-------- Material shown

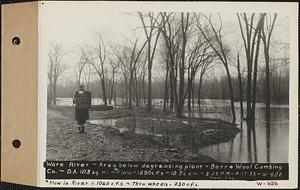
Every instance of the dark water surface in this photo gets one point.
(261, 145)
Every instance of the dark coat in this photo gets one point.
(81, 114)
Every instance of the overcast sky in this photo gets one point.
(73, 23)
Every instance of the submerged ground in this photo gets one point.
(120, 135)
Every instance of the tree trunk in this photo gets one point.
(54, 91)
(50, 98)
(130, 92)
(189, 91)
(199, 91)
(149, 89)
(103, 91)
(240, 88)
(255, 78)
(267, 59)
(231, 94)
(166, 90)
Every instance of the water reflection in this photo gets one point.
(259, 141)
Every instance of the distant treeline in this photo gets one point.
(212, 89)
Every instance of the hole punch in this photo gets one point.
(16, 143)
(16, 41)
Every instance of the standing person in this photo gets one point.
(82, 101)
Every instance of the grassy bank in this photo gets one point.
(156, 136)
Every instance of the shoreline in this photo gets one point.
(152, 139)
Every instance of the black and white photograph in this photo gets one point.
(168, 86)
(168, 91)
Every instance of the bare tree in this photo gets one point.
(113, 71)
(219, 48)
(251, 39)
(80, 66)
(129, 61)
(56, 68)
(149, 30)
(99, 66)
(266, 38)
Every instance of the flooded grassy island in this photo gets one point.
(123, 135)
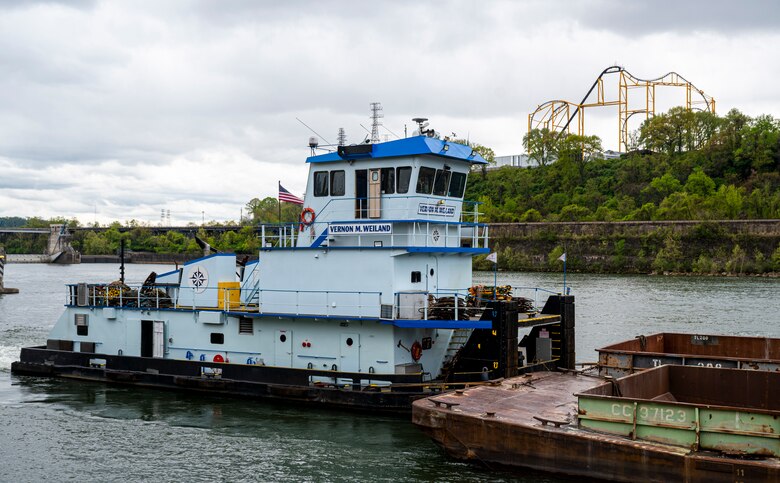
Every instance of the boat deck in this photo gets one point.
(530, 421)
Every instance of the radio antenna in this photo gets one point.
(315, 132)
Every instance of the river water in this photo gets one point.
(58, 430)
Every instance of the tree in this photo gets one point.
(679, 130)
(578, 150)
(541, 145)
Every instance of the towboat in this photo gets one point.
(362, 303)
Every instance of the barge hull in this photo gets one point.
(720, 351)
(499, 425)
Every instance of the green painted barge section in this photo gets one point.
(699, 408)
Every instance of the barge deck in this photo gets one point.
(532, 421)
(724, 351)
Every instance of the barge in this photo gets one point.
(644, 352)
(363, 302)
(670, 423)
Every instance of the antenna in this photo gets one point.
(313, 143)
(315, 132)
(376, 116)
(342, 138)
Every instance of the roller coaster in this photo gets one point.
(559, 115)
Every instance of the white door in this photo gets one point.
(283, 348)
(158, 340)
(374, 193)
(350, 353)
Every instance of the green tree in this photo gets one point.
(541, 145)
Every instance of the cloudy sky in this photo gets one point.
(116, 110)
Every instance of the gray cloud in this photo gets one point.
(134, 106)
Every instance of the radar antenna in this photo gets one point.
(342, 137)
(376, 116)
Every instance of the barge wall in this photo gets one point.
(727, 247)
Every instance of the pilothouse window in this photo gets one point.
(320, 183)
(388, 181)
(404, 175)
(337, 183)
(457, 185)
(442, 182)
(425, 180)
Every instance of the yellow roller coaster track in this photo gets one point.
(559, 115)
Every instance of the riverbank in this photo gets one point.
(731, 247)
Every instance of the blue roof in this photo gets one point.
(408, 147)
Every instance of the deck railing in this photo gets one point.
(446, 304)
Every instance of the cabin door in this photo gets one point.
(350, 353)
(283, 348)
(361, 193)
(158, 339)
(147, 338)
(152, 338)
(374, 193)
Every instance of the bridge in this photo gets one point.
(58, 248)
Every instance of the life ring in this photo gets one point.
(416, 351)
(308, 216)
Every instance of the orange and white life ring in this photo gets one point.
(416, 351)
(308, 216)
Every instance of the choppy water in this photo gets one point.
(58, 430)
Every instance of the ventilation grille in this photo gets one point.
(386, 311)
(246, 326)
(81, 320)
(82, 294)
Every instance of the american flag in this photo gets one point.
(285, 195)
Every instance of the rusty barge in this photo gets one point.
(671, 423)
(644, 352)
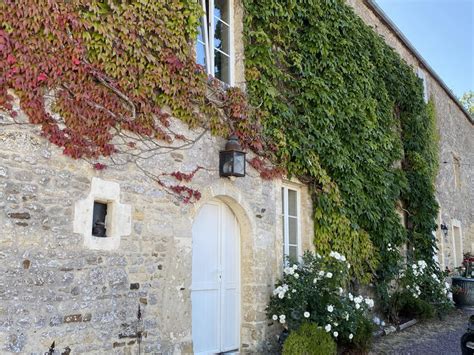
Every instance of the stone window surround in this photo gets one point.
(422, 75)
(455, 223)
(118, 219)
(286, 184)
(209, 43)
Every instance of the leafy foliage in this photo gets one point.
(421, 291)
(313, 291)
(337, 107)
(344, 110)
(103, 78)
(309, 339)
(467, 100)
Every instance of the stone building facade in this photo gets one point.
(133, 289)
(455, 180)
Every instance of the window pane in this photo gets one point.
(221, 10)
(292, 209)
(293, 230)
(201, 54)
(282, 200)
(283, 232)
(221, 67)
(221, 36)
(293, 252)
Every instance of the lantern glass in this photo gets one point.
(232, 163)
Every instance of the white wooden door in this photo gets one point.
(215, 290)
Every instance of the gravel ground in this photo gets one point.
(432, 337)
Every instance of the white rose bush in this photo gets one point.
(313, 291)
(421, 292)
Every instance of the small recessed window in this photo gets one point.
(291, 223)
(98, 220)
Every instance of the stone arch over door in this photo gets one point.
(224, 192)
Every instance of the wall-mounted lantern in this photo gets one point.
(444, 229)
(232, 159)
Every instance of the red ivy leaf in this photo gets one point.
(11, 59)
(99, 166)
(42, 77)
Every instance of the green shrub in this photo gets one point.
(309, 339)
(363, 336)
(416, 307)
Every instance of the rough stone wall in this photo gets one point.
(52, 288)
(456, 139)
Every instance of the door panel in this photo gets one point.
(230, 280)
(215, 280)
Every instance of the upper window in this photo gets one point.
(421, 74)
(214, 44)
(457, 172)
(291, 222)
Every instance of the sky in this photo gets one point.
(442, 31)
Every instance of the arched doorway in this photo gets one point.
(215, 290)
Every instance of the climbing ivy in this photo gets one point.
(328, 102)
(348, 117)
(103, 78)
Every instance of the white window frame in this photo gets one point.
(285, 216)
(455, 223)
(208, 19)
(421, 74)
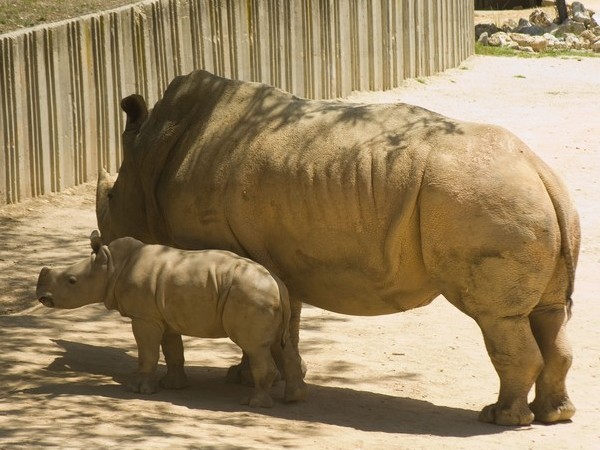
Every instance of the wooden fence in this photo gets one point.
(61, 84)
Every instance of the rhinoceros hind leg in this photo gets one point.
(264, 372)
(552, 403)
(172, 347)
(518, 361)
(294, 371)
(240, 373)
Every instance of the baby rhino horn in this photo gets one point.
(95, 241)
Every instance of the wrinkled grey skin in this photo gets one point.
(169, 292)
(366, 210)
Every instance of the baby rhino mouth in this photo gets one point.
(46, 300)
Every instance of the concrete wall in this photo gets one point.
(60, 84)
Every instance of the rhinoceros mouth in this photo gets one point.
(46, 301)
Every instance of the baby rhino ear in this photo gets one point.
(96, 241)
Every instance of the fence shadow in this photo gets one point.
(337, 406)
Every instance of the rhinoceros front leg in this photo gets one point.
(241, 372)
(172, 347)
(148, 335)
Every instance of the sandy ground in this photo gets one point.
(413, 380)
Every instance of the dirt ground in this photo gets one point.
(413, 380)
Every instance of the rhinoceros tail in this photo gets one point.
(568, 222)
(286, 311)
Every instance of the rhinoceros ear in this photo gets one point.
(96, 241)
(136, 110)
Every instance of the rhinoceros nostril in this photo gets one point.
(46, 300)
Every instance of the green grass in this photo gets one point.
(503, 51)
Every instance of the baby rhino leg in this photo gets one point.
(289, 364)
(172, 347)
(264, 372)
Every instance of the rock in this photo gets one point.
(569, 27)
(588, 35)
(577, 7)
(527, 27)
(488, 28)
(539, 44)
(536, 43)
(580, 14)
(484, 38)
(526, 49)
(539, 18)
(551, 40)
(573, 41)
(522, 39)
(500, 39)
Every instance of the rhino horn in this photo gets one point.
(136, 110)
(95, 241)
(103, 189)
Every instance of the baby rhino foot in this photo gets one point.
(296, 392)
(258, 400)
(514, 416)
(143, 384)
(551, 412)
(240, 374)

----------------

(Description of the task) Retype everything in the listing above, from the line containing "Every instance of the baby rhino ear" down to the end, with no changes.

(Exercise response)
Every instance of the baby rhino ear in this photo gets one point.
(96, 241)
Every instance of the fence shadow in this photo gets one point.
(337, 406)
Every instance of the rhinoceros front leg in this photo gets one point.
(241, 372)
(172, 347)
(148, 335)
Every instance of the sandy ground in this photo gets one point.
(413, 380)
Every instance of the dirt ground in this photo gets one point.
(413, 380)
Every instance of the rhinoceros tail in this photo gets one point.
(568, 222)
(286, 311)
Every instance of the rhinoceros ear in this photo gets one point.
(96, 241)
(136, 110)
Every instance of the rhinoceros nostril in this photo gets one point.
(46, 300)
Every instance of the green grass in this photo gets one point.
(503, 51)
Every instance of the baby rhino leg in this photo gets one point.
(289, 364)
(172, 347)
(264, 372)
Every instance of the rock in this photo gets one point.
(569, 27)
(588, 35)
(577, 7)
(527, 27)
(488, 28)
(539, 44)
(536, 43)
(580, 14)
(484, 38)
(526, 49)
(539, 18)
(551, 40)
(573, 41)
(522, 39)
(500, 39)
Every instance of the rhino horn in this photo gets one point.
(136, 110)
(95, 241)
(103, 189)
Every instance of the baby rhino foot in this photo gets one point.
(296, 392)
(258, 400)
(514, 416)
(143, 384)
(551, 412)
(240, 374)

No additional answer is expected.